▸ **Task requirements**
Retype, without alteration, each line from the line containing "Mark one point per instance of the woman" to the final line of the records.

- - - - -

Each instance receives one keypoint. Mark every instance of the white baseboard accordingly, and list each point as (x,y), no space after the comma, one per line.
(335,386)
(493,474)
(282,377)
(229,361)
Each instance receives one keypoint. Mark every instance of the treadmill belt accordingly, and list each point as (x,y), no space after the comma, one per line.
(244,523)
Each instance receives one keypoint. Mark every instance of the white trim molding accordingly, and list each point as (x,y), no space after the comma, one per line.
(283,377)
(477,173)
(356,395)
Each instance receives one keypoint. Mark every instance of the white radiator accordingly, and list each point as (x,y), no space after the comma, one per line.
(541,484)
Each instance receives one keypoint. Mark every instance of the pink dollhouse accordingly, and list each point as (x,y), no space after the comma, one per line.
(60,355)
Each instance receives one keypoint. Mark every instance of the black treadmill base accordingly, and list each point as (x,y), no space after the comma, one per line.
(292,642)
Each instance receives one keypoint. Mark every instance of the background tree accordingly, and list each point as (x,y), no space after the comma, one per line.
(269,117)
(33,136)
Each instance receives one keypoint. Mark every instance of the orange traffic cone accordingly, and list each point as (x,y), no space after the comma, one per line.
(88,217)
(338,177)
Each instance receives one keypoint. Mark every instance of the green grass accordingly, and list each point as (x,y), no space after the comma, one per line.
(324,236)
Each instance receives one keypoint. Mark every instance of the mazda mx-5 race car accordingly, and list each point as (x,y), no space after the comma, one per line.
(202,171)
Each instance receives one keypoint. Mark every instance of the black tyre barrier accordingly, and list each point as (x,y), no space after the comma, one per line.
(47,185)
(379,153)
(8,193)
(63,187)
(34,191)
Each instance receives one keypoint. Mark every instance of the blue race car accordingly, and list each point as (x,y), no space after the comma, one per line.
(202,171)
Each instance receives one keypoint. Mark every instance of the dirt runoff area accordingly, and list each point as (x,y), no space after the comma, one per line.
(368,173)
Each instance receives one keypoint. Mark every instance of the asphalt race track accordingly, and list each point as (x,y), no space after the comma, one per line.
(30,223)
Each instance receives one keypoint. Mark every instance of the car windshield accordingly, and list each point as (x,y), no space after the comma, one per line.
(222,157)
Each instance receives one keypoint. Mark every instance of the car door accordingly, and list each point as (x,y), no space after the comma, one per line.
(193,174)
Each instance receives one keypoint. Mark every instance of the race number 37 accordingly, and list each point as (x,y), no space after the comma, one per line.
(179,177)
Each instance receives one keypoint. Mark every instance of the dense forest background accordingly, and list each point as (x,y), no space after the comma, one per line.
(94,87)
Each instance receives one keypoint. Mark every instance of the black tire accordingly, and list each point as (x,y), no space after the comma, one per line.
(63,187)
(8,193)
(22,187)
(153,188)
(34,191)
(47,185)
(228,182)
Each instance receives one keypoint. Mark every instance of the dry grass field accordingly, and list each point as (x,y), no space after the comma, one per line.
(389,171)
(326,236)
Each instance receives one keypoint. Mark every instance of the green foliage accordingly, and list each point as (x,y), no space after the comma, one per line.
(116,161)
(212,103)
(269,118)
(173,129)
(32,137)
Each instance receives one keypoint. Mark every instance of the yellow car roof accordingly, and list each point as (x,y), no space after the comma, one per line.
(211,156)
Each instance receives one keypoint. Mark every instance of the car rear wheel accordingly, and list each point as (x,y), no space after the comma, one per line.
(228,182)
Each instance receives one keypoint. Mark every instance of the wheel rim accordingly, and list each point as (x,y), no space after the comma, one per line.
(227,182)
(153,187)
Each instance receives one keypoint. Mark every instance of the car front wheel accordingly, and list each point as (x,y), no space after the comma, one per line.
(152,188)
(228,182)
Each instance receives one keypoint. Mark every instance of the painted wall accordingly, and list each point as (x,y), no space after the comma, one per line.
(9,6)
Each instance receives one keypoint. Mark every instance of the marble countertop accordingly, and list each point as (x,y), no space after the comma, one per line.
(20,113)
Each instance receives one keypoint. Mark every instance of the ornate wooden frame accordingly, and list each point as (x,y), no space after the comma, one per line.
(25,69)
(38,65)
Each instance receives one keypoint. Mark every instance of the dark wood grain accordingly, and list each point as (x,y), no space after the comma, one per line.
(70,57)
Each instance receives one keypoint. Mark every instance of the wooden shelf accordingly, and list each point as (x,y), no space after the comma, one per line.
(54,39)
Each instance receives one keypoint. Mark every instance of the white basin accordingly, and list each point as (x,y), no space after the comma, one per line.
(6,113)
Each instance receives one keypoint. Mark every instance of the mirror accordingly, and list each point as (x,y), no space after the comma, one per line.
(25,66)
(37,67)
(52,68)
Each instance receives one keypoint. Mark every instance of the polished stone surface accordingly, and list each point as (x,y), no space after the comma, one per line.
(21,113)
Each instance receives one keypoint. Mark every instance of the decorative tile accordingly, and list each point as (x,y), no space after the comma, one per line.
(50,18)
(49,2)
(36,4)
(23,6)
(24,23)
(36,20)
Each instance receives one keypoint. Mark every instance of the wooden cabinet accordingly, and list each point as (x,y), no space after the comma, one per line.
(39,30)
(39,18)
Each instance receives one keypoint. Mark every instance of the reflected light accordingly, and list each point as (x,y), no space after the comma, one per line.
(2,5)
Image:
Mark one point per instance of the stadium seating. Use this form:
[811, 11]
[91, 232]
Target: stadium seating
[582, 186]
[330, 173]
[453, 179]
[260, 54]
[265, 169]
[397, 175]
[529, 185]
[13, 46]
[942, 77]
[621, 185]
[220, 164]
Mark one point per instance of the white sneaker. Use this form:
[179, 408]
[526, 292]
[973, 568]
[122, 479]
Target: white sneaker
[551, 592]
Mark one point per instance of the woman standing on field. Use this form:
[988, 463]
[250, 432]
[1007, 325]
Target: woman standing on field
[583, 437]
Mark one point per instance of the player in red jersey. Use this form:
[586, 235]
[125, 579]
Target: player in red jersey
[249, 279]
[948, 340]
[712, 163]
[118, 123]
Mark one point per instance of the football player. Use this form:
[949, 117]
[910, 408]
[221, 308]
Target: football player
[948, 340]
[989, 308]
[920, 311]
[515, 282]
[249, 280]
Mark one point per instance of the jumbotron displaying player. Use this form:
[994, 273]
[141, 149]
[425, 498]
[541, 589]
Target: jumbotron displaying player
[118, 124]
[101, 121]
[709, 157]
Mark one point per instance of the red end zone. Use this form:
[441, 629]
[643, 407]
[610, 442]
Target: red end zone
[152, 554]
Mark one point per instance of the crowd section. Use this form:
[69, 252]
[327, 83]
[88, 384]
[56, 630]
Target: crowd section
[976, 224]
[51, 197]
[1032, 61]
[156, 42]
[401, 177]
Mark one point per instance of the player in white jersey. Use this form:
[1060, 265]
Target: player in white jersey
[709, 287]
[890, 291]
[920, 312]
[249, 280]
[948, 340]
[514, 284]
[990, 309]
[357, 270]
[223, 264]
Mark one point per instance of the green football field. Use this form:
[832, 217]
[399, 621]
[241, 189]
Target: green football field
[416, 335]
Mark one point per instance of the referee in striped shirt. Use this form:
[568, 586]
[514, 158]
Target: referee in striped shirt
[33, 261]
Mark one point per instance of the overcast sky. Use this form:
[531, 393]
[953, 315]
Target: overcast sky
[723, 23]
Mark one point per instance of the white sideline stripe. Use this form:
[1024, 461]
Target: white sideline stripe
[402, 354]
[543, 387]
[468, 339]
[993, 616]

- - - - -

▸ **The completed task**
Mark one point per instance of the woman standing on field. Use this form:
[988, 463]
[250, 432]
[1007, 325]
Target: woman standing on field
[583, 437]
Mark one point per instance of the player in red jersey. Use this form:
[586, 235]
[125, 579]
Target: player in red jersey
[249, 279]
[948, 340]
[712, 163]
[118, 123]
Mark one point per instance of the football player. Use this form:
[949, 117]
[910, 408]
[221, 308]
Target: football player
[948, 340]
[989, 308]
[920, 311]
[515, 282]
[249, 280]
Mark one point per instance of the jumbotron displaying player. Use this form:
[994, 273]
[141, 149]
[425, 498]
[541, 589]
Target: jumbotron displaying player
[118, 124]
[101, 121]
[709, 157]
Mark one point per instance of the red end zone. Use this form:
[441, 629]
[643, 407]
[610, 442]
Target: red end zone
[152, 554]
Mark one point per instance of the crowd section. Use this form:
[69, 252]
[327, 83]
[88, 384]
[56, 630]
Target: crowd section
[976, 224]
[51, 197]
[1032, 61]
[156, 42]
[401, 177]
Mark one point per instance of the player in white jersey. Use this form:
[1060, 265]
Target: player in white jersey
[709, 287]
[890, 291]
[920, 312]
[249, 280]
[948, 340]
[514, 284]
[990, 309]
[357, 270]
[223, 264]
Mark one point per instance of the green football field. Use this form:
[832, 217]
[399, 621]
[241, 189]
Target: green football field
[416, 335]
Mark one point per instance of the referee in striped shirt. Use this form:
[568, 586]
[514, 158]
Target: referee in striped shirt
[33, 261]
Mark one point per instance of the overcast sky. Use this form:
[531, 393]
[953, 315]
Target: overcast sky
[723, 23]
Mark one point per instance of the white sideline stripe. Use this form:
[1024, 461]
Target: white sideline stripe
[402, 354]
[543, 387]
[468, 339]
[993, 616]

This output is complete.